TRY IT: For each line of the data below, copy it if it holds the word "hanging".

GIVEN INFORMATION:
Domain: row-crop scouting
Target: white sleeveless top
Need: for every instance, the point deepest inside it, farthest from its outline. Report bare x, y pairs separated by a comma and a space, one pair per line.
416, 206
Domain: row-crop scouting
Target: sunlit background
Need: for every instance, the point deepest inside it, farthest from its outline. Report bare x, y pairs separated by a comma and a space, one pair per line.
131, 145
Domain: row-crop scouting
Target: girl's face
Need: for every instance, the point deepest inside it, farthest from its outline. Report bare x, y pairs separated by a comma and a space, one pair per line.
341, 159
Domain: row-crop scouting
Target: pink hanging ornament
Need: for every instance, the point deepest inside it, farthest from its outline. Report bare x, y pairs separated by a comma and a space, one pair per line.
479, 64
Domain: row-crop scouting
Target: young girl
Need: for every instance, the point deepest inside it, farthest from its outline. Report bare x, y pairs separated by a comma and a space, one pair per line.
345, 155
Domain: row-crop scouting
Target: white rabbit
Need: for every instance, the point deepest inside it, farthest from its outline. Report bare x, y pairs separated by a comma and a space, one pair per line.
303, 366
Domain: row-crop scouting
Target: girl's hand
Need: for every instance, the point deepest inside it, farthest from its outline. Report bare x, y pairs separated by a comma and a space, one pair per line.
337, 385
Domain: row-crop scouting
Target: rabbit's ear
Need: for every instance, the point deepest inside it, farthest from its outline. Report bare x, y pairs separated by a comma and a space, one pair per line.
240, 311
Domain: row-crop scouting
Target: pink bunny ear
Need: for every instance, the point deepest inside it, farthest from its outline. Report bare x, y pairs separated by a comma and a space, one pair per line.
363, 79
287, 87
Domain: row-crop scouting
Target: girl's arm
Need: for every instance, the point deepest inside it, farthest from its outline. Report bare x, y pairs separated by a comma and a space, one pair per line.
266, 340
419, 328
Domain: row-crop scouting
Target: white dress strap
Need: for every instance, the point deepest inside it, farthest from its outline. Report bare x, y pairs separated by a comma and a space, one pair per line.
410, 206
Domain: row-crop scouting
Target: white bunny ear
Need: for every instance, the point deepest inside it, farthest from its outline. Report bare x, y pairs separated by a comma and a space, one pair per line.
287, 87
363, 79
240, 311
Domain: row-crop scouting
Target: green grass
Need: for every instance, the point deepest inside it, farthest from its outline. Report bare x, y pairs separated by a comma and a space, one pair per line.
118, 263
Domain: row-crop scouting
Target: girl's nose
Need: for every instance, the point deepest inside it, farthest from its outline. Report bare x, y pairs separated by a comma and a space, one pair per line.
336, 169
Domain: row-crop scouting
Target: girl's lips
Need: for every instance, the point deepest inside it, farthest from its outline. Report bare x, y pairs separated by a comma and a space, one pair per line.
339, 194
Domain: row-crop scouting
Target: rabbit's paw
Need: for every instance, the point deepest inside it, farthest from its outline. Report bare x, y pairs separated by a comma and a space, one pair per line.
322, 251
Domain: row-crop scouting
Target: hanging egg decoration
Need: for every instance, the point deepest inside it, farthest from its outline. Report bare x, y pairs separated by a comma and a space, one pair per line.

EXERCISE OUTPUT:
Target: pink hanging ornament
Target: hanging egg decoration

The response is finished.